- **Exercise instructions**
Substitute "single point" for every occurrence of "single dot" in the data below, and write out the lines again with nothing else changed. Leave the pictures out of your answer.

- **Point annotation dataset records**
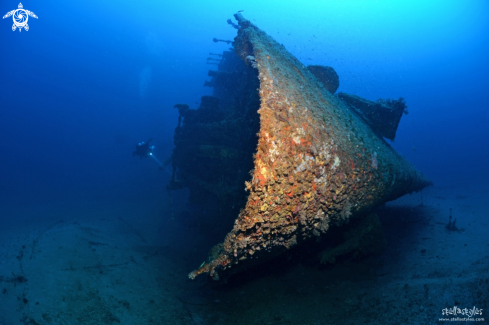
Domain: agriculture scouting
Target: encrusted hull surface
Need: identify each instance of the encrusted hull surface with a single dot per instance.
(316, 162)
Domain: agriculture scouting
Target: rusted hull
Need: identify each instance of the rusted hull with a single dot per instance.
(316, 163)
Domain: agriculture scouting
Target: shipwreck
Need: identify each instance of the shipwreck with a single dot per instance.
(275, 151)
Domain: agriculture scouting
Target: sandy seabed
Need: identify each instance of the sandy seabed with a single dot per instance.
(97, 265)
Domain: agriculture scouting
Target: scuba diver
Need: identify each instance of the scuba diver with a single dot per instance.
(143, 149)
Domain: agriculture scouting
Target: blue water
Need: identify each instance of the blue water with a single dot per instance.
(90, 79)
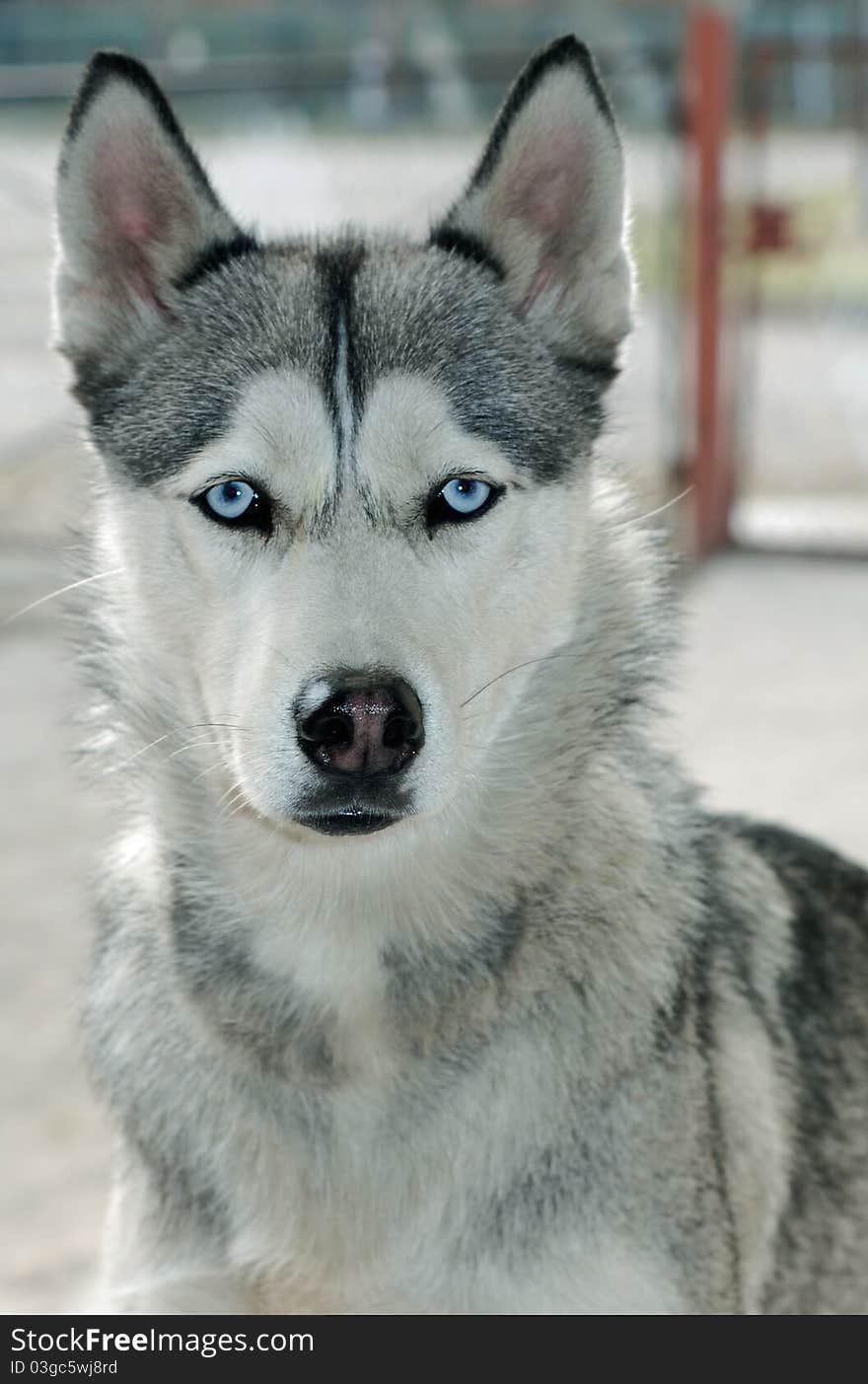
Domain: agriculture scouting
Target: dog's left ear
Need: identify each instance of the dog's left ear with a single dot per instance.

- **Reply**
Domain: agriculture scouting
Target: encrusted hull surface
Need: identify each instance of the encrusted hull surface with a single point per instance.
(316, 162)
Domain: agriculture scouting
Target: rusted hull
Need: identify each instance of the rusted hull with a single point per instance.
(316, 163)
Domain: agriculture scouting
Target: shipwreck
Need: identify each instance of the shipwreck with a single point per instance.
(275, 151)
Domain: agriculture scouting
Target: sandy seabed
Need: identify each instance of the sandy seabed with a single point per instance.
(97, 265)
Domain: agriculture scouting
Target: scuba diver
Need: identify each instance of the scuba diver with a single point per instance.
(143, 149)
Domain: agriculture scouting
Target: blue water
Need: identify each instance of the blue water with a single point per instance.
(90, 79)
Domain: agriculture scouting
Target: dog's left ear
Need: identify each instance of the dog's left ear with a single point per instance.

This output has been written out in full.